Tasks for this exercise:
a) Answer these questions about the garden plant notes:
(i) Which butterflies are drawn to the porterweed blossoms?
(ii) When was the red bat face cuphea removed?
(iii) What was the hyacinth bean vine given once its chewed leaves were removed?
b) Could you reproduce the stretch of the garden plant notes from "The back side –" through "open each morning.", substituting "trellis" for "arbor"?
c) What might come next in the garden plant notes? Continue them from where they stop.

Text block:
Porterweed and Sunflowers...

Porterweed and Sunflowers…

Porterweed – An interesting plant that sends out long bloom spikes with blossoms the hummingbirds and sulphur butterflies adore. I would plant it again for that reason alone! I was also impressed that it never seemed to be bothered by insect pests.

Cuphea llavea, Red bat face cuphea  – You may not have noticed this plant right away, but the hummingbirds sure did! Planted along the front of the sunflowers and under the tithonia, it added a shot of red along the ground. Extremely tough and virtually carefree, it flourished with less than optimal sun, as it eventually  was shaded out by the towering sunflowers. Even so, it was one of the last things removed at the end of October.

Cuphea ignea, cigar plant – Another planted for the hummingbirds. This one sports orangey tubular flowers on a rangy plant that I put right in the middle of the zinnias. This post tells you more about this unusual plant.

Hyacinth bean vine, sillouhetted against a blue sky...

Hyacinth bean vine, sillouhetted against a blue sky…

Hyacinth Bean Vine – We started the hyacinth bean vine from seed, planting them all along one side of the front arbor, then waited and waited for it to come up. It finally did, but the leaves were being chewed to pieces and it didn’t look happy at all. Since the garden is pesticide free, the offending leaves were removed and it was given liberal doses of Annie Haven’s Authentic Brand Manure Tea. Gradually it grew stronger, whatever was chewing it moved on, and buds began to form. By September everyone was asking what the beautiful purple flowering vine was.

The back side - Moonvine on the arbor with the red leaf hibiscus on either side...

The back side – Moonvine on the arbor with the red leaf hibiscus on either side…

 

Moon Vine – The moonvine was planted on the back arbor and was the last one we had in stock from spring (They’re easily grown from seed too.). For the longest time, it seemed to be all leaves until buds began to form late in the summer.  Just about the time it threatened to engulf the arbor and everything around it, the fragrant nighttime blooms began to open each evening and were still open each morning.

Excerpted records:
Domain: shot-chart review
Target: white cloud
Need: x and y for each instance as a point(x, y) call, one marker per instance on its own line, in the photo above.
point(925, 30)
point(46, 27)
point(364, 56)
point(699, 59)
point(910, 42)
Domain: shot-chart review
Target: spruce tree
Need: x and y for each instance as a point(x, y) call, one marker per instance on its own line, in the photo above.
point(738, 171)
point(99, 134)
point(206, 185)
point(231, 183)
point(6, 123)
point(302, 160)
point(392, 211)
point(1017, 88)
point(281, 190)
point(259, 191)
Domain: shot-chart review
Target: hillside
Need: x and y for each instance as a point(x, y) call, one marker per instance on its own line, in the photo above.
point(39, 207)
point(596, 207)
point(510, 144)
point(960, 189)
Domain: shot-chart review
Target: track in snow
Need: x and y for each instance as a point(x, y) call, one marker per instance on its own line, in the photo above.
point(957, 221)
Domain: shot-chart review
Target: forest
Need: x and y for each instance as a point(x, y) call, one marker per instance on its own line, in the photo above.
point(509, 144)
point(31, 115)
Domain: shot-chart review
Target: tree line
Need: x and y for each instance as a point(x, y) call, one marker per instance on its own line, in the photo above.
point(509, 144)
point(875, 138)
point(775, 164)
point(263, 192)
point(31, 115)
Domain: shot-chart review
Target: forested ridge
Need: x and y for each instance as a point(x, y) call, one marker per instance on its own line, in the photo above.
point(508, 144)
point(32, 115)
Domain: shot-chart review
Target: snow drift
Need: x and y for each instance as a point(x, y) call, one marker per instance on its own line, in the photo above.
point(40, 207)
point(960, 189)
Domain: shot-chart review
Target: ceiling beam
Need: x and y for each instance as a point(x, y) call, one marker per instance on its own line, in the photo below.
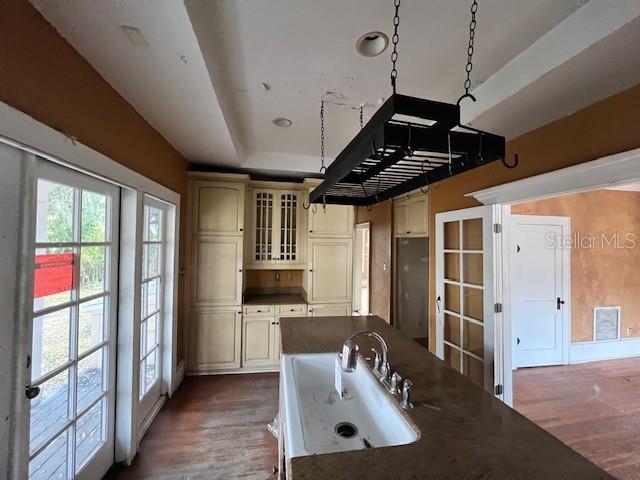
point(590, 24)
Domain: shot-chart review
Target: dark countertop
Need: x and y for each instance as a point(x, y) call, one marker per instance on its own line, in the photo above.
point(273, 299)
point(466, 432)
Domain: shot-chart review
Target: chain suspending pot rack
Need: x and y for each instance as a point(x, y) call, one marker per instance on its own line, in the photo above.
point(408, 143)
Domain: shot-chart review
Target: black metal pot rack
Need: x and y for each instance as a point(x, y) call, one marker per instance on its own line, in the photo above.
point(407, 144)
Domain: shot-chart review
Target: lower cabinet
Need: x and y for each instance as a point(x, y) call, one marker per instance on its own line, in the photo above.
point(258, 346)
point(216, 339)
point(330, 310)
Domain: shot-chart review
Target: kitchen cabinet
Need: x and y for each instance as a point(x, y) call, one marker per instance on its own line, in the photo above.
point(257, 341)
point(218, 208)
point(215, 339)
point(334, 221)
point(216, 270)
point(276, 232)
point(329, 278)
point(411, 215)
point(330, 310)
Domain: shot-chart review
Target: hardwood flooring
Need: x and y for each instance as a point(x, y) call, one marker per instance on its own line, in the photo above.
point(214, 427)
point(592, 407)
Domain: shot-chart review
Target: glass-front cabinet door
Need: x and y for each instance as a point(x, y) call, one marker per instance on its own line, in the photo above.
point(276, 232)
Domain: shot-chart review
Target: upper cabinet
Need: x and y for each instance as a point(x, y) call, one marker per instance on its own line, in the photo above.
point(218, 208)
point(276, 228)
point(411, 216)
point(335, 221)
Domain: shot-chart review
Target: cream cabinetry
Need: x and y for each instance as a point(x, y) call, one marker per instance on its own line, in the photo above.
point(215, 339)
point(275, 232)
point(330, 310)
point(335, 221)
point(411, 215)
point(217, 270)
point(329, 277)
point(218, 207)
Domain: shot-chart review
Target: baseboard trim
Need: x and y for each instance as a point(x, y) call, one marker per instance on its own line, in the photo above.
point(582, 352)
point(232, 371)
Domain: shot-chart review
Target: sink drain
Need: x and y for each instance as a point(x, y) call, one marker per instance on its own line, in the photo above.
point(346, 430)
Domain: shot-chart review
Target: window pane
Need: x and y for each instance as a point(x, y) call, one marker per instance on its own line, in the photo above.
point(92, 270)
point(151, 365)
point(91, 324)
point(89, 434)
point(151, 260)
point(49, 410)
point(90, 378)
point(152, 230)
point(50, 346)
point(52, 277)
point(52, 461)
point(54, 212)
point(94, 214)
point(150, 300)
point(150, 334)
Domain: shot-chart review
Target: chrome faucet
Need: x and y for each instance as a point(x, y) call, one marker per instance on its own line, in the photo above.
point(349, 356)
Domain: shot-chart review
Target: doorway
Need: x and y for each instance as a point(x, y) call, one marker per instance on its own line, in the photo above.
point(73, 325)
point(540, 285)
point(362, 269)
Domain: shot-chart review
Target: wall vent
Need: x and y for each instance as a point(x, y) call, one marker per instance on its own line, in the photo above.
point(606, 323)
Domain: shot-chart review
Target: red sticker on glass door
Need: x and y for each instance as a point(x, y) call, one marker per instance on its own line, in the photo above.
point(53, 274)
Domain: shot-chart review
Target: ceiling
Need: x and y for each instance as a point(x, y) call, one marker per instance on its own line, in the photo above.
point(216, 73)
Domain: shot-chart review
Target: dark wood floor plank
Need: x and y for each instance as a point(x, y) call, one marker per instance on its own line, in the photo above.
point(214, 427)
point(592, 407)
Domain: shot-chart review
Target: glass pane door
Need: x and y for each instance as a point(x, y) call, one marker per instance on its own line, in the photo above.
point(151, 309)
point(464, 298)
point(73, 325)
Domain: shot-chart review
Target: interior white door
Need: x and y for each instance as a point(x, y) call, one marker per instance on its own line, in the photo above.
point(73, 325)
point(539, 278)
point(465, 295)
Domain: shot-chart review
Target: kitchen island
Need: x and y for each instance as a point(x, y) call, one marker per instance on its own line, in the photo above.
point(465, 431)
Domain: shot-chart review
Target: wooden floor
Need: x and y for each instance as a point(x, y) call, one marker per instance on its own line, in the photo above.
point(593, 407)
point(214, 427)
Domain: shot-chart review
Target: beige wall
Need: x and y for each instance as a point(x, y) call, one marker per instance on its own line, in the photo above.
point(604, 128)
point(380, 217)
point(44, 77)
point(602, 275)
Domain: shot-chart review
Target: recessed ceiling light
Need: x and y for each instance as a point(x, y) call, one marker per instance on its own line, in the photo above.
point(282, 122)
point(372, 44)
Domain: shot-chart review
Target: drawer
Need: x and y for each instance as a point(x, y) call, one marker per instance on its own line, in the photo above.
point(292, 310)
point(259, 309)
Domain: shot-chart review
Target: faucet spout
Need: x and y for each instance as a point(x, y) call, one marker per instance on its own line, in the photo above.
point(349, 356)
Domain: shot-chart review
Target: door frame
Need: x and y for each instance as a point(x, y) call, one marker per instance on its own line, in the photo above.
point(357, 278)
point(566, 280)
point(492, 261)
point(604, 172)
point(35, 139)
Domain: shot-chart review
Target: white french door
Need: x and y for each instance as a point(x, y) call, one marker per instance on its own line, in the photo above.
point(465, 294)
point(72, 325)
point(153, 280)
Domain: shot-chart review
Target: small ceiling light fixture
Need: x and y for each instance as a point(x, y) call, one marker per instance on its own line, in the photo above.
point(372, 44)
point(135, 36)
point(282, 122)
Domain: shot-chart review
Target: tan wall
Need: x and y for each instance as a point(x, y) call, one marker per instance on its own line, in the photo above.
point(602, 275)
point(604, 128)
point(44, 77)
point(380, 218)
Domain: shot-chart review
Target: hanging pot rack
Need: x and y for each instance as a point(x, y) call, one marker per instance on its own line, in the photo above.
point(408, 143)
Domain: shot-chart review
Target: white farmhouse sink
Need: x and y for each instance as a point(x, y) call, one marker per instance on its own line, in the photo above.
point(314, 413)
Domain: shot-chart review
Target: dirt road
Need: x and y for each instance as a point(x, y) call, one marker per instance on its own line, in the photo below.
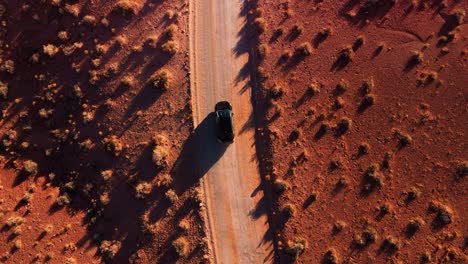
point(237, 222)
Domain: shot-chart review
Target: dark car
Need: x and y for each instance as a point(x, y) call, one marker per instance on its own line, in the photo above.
point(224, 122)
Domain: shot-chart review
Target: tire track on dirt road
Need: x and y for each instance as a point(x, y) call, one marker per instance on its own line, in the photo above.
point(236, 214)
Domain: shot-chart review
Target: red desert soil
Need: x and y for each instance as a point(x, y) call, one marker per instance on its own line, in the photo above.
point(84, 87)
point(361, 107)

Answers for this exercise:
a)
(i) Sulphur butterflies.
(ii) At the end of October.
(iii) Liberal doses of Annie Haven's Authentic Brand Manure Tea.

b)
The back side – Moonvine on the trellis with the red leaf hibiscus on either side…

 

Moon Vine – The moonvine was planted on the back trellis and was the last one we had in stock from spring (They’re easily grown from seed too.). For the longest time, it seemed to be all leaves until buds began to form late in the summer.  Just about the time it threatened to engulf the trellis and everything around it, the fragrant nighttime blooms began to open each evening and were still open each morning.

c)
Late summer - the moonvine and red leaf hibiscus have grown together...

Late summer – the moonvine and red leaf hibiscus have grown together…

Mandevilla Vine – A red mandevilla was planted on one arbor on the other side of the moonvine, and a pink mandevilla was planted on the arbor on the other side of the hyacinth bean vine.  The pink mandevilla was still growing strong at the end of October. The red mandevilla was swallowed up by the moonvine! Both are heat-loving vines and quite beautiful and carefree.

Cuphea hyssopifolia, Mexican heather – Yes, yet another Cuphea and one for the  bees.  This one is a mounding annual that’s just right for filling in spots toward the front of a flower bed. Bees love it, and it’s virtually maintenance free.

Otomeria – A plant I’ve never grown before this summer but that was very impressive in the garden! There were only two, and you may not have noticed them. They love our heat and hopefully will be available for you to try next summer. The two in the garden were planted in August and bloomed until the end of October, when they were finally pulled out. They offered clean white blooms on sturdy mounding plants.

Malabar spinach vine

Malabar spinach vine

Malabar Spinach – Not spinach at all, but an edible and heat loving vine with pretty purple flowers. Like the otomeria, this was another fun plant to try that was also new to me. It did extremely well, planted late, growing up each arbor and up the very ugly 2 hour parking sign. If you’d like to learn more about this fascinating plant, click HERE.

One of the many sunflowers in the garden...

One of the many sunflowers in the garden…

 

 

 

 

 

Rudbeckia ‘Indian Summer‘ – A sturdy annual Black-eyed Susan with large blooms, I’m going to leave these in the ground in hope that they’ll come back next year. We shall see!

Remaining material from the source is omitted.